Records of labeled points:
* * * *

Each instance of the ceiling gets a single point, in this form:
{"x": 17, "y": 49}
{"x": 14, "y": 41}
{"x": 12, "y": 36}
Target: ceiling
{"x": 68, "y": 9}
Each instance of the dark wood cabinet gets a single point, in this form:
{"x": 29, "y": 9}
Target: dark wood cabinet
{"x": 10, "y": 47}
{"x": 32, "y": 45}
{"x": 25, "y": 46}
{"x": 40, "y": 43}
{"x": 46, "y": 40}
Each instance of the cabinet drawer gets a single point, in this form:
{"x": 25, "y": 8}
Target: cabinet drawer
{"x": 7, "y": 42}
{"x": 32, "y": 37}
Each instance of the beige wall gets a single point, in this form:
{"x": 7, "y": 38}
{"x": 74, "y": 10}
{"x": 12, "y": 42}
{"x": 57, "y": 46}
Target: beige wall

* * * *

## [Task to complete]
Rename "Target" to "Object" everywhere in the entries, and reproduce every other line without change.

## [Worked answer]
Each instance of the ceiling gets a single point, in this form:
{"x": 17, "y": 49}
{"x": 14, "y": 41}
{"x": 12, "y": 36}
Object: ceiling
{"x": 68, "y": 9}
Each instance of the dark wood cabinet gets a single point, in this form:
{"x": 29, "y": 9}
Object: dark wood cabinet
{"x": 10, "y": 47}
{"x": 32, "y": 45}
{"x": 25, "y": 46}
{"x": 40, "y": 43}
{"x": 46, "y": 40}
Each instance of the cabinet drawer gets a single point, in this form:
{"x": 25, "y": 8}
Object: cabinet drawer
{"x": 7, "y": 42}
{"x": 32, "y": 37}
Each instance of the beige wall gets a single point, in this form:
{"x": 7, "y": 38}
{"x": 74, "y": 10}
{"x": 12, "y": 42}
{"x": 57, "y": 46}
Object: beige wall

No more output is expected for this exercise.